(PROVIDED TEXT):
________________
Synopsis. Oracle Database 11g Release 1 (11gR1)
features the new SQL Performance Analyzer that promises to ease significantly
the workload of busy Oracle DBAs because it provides a way to accurately evaluate
complete database workloads for “before versus after” performance changes. This
article – the final one in this series– explores how the SQL Performance
Analyzer can effectively analyze changes in SQL statement performance due to
modified database initialization parameters.
The previous
article in this series continued to explore how Oracle Database 11g’s new
SQL Performance Analyzer (SPA) tool set can:
-
Transfer a SQL Workload from an Oracle 10gR2 database to
an Oracle 11gR1 database -
Use the SPA Enterprise Manager interface to execute and
analyze a SQL Workload -
Estimate how the performance of each statement in the SQL
Workload would be affected if run against two different versions of the
cost-based optimizer (CBO)
This article – the final one in this series – will show
how to use SPA to tackle one of the more frustrating SQL performance tuning
challenges: the impact of modified database initialization parameters
upon SQL statement performance. I’ll also explore more of the SQL Performance
Analyzer’s reporting and analysis options to obtain a complete picture of what
is causing a SQL statement to regress, and how this new tool facilitates
creation of SQL Plan Baselines for SQL Plan Management.
________________
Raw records
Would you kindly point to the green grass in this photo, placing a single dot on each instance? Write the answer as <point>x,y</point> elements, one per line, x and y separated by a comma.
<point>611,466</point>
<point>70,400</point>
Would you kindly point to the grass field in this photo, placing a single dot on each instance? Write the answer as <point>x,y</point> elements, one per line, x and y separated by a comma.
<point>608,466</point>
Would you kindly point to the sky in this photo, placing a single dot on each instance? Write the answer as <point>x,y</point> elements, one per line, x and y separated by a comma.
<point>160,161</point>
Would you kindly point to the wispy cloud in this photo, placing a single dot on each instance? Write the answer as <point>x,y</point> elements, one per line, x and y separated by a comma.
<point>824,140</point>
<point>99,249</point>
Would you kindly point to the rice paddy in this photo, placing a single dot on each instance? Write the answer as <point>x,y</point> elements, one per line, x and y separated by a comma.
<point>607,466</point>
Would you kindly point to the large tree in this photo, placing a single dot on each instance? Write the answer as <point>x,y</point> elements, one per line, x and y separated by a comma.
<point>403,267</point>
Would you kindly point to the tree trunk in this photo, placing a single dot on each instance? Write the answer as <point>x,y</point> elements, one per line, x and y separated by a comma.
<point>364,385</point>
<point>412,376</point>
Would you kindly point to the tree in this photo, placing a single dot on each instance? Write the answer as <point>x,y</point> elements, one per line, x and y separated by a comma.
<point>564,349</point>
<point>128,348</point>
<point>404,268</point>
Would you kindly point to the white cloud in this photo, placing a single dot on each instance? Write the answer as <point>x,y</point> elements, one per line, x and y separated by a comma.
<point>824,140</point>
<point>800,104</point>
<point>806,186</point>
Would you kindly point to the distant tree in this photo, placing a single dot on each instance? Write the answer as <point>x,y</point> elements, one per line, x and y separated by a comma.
________________
Please copy the SQL Performance Analyzer text word for word, beginning at the words "features the new" and stopping after "database initialization parameters.". The listing plays no part in this.

(OUTPUT OF THE EXERCISE):
features the new SQL Performance Analyzer that promises to ease significantly
the workload of busy Oracle DBAs because it provides a way to accurately evaluate
complete database workloads for “before versus after” performance changes. This
article – the final one in this series– explores how the SQL Performance
Analyzer can effectively analyze changes in SQL statement performance due to
modified database initialization parameters.